Exercise:
Pick out every line in the listing below that contains the word "porch", and copy each one. Letter case counts.

Stored data:

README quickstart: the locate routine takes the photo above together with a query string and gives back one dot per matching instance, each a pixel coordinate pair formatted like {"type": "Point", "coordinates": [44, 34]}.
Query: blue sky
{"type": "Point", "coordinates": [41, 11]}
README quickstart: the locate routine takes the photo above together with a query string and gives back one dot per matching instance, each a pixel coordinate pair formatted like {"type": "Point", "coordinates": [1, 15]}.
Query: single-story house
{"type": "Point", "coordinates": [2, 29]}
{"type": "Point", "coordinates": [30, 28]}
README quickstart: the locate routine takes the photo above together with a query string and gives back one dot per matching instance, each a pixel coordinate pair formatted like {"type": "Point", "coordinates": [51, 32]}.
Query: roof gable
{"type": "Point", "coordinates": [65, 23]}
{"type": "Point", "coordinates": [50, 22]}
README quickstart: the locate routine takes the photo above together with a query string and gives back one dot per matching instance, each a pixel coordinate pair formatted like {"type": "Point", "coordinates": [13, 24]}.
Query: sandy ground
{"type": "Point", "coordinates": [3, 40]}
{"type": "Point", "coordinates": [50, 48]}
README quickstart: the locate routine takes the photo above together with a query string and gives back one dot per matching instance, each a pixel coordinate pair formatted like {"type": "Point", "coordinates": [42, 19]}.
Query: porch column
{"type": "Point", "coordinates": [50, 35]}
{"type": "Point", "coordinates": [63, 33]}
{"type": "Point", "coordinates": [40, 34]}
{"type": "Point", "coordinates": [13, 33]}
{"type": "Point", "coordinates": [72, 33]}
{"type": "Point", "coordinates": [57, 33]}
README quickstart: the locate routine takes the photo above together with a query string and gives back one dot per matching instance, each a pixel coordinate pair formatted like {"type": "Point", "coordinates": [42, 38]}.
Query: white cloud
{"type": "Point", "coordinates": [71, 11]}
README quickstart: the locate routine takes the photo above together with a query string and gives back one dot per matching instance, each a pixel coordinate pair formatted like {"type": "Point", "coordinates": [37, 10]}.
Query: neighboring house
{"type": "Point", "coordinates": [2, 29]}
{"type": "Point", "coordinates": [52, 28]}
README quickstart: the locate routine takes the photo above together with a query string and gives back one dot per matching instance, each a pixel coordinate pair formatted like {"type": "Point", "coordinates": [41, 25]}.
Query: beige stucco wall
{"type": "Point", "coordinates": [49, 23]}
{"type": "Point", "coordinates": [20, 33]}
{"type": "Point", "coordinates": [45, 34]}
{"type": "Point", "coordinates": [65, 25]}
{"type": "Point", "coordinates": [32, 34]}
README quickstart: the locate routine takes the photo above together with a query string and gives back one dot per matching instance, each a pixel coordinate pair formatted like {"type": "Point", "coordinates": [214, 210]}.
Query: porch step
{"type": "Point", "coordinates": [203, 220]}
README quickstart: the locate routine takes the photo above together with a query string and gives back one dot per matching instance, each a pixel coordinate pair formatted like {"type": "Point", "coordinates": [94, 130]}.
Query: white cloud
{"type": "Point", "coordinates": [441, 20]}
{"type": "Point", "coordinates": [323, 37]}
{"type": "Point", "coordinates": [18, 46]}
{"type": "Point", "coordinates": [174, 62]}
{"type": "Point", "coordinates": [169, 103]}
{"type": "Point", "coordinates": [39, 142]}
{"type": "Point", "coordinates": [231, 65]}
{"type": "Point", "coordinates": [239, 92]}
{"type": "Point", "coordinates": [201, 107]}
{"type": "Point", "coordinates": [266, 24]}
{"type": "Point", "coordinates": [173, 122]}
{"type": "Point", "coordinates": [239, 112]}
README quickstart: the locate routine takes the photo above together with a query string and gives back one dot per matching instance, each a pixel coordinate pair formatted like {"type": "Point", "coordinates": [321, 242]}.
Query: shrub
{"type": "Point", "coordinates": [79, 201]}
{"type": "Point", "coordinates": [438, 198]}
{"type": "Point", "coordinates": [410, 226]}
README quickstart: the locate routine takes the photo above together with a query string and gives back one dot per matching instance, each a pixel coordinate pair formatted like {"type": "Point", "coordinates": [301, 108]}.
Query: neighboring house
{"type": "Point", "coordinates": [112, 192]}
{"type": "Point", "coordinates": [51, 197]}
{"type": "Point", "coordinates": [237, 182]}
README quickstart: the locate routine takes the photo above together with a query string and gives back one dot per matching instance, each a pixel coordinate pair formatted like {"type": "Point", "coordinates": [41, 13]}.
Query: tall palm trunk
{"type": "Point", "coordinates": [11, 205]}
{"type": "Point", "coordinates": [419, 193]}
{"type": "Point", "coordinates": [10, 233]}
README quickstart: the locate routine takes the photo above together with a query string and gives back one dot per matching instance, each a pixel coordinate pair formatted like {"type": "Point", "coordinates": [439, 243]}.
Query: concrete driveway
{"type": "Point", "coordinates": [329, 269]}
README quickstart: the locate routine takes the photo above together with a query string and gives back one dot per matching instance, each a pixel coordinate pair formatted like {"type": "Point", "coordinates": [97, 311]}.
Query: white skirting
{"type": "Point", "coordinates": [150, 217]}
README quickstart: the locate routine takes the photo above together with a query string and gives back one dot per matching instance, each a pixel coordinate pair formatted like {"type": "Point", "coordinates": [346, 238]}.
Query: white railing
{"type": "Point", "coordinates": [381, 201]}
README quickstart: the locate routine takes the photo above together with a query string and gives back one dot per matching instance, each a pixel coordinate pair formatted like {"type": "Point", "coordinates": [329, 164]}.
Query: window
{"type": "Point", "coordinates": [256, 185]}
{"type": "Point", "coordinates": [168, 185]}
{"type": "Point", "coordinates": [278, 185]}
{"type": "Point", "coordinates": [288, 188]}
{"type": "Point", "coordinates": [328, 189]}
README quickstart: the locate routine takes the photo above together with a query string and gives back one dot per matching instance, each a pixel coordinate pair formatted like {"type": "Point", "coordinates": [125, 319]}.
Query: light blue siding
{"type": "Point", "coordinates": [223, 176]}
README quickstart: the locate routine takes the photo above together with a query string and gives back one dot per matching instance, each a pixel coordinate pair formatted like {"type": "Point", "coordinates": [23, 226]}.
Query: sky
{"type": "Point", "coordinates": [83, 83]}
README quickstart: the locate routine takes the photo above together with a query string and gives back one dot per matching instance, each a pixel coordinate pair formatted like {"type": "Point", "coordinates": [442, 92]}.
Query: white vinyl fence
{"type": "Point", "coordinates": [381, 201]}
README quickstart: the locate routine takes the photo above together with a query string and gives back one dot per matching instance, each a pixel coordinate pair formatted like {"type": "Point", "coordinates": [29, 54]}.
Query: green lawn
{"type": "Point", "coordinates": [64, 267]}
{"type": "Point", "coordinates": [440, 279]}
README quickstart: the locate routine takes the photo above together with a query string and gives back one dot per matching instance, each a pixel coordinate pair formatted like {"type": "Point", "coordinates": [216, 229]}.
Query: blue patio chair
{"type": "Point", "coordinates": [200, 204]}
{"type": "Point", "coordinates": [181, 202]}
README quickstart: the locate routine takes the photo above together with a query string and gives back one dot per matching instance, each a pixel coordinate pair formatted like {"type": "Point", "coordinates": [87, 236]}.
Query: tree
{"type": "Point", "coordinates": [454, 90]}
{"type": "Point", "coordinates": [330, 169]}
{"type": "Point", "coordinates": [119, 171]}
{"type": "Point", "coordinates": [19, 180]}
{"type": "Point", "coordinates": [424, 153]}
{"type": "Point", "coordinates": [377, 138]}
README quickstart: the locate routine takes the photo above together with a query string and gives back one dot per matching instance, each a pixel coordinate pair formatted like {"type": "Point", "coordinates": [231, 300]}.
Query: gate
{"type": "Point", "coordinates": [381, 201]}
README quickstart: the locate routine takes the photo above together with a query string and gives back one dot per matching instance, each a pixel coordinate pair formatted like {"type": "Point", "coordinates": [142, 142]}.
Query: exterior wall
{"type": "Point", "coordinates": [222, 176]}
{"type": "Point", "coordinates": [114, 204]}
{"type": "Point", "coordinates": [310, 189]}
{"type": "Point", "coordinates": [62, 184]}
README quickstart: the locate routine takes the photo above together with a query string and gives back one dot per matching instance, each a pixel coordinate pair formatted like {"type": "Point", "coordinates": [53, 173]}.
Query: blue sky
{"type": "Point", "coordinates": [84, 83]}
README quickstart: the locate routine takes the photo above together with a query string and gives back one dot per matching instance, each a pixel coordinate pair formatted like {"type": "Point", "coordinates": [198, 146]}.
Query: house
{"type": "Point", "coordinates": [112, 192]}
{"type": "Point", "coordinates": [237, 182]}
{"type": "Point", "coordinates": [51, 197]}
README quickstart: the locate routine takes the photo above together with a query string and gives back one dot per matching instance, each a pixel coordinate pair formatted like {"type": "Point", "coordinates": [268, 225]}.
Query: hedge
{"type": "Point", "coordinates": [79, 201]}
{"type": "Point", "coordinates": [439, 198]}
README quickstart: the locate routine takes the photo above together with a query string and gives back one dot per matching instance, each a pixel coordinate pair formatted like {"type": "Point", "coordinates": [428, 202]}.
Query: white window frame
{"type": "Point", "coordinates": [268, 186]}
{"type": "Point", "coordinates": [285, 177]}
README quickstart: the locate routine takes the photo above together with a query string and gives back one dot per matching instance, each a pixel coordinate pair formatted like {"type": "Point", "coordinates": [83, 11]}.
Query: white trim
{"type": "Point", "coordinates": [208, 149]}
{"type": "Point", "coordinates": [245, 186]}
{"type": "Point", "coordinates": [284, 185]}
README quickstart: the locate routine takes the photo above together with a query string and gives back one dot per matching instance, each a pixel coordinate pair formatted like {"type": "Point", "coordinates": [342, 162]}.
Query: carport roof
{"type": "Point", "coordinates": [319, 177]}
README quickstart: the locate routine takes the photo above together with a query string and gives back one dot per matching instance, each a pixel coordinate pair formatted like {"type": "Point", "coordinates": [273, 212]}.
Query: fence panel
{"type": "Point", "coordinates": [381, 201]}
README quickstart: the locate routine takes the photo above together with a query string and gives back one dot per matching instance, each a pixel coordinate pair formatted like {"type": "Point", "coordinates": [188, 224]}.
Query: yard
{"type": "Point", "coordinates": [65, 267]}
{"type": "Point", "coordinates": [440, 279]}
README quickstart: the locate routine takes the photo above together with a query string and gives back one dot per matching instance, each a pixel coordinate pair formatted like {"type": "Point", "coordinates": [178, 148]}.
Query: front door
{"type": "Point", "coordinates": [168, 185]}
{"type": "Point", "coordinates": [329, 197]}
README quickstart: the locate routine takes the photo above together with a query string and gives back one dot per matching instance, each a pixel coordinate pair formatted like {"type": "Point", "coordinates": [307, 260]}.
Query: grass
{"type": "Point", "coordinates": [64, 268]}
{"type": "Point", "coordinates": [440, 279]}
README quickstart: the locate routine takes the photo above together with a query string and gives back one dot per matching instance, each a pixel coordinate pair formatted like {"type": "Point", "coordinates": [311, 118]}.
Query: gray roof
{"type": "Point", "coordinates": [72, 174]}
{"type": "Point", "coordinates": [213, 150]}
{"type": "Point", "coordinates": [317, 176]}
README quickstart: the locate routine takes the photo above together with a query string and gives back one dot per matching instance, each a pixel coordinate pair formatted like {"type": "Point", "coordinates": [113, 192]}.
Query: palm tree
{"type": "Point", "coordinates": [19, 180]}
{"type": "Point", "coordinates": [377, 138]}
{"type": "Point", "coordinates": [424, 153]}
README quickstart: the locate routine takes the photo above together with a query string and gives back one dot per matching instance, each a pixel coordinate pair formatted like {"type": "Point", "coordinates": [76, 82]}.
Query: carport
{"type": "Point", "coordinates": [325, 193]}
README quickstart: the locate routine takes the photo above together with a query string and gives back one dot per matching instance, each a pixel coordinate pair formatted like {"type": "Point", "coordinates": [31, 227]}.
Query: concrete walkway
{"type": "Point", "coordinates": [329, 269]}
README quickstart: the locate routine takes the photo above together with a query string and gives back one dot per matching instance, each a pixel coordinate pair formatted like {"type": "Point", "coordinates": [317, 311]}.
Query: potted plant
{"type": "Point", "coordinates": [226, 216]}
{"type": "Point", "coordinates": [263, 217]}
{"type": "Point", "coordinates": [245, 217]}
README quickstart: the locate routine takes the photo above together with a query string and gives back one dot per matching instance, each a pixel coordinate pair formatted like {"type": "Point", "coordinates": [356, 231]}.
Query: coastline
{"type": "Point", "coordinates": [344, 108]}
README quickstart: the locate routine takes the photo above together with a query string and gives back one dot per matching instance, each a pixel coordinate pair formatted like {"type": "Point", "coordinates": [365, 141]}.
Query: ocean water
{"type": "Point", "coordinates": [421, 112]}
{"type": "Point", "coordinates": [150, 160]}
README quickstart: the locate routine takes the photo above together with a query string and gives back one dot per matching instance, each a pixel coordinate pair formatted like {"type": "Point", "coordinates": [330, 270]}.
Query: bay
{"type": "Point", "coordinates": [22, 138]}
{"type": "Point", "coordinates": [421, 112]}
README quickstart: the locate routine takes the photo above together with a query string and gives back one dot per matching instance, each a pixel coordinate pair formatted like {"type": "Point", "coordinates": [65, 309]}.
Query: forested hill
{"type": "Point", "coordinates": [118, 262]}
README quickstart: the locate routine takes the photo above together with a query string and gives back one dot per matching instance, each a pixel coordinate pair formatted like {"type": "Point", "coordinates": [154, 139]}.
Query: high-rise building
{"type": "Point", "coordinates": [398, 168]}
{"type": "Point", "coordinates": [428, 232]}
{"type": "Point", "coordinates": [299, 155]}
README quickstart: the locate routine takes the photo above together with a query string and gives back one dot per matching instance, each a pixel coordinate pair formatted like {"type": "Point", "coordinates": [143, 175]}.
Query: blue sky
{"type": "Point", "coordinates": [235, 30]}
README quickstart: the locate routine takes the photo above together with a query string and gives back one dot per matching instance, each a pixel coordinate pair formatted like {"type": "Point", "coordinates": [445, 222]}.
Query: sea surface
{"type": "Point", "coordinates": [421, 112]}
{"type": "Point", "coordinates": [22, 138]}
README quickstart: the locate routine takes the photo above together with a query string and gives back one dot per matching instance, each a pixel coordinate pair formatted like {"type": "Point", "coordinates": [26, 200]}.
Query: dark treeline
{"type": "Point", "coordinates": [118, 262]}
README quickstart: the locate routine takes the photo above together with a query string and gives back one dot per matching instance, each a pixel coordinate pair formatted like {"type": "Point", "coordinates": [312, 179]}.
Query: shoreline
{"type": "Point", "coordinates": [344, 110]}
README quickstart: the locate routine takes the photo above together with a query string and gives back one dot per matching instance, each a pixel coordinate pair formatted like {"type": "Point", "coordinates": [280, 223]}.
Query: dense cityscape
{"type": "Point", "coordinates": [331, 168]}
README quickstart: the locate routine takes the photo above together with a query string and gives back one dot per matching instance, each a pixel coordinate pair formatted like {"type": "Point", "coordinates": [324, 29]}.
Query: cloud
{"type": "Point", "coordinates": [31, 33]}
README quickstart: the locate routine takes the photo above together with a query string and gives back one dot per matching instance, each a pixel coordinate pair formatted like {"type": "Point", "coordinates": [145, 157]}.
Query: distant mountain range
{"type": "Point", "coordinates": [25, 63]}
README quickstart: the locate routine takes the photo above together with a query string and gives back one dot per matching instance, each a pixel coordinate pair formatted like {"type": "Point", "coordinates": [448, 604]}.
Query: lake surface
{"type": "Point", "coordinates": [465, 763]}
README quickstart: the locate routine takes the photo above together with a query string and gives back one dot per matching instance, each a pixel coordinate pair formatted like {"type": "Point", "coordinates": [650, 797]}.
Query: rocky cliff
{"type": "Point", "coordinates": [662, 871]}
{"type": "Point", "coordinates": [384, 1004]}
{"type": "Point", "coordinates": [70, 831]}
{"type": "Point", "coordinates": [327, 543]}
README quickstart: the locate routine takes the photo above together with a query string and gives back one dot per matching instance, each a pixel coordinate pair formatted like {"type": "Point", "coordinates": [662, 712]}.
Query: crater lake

Exercise response:
Query: porch column
Query: porch step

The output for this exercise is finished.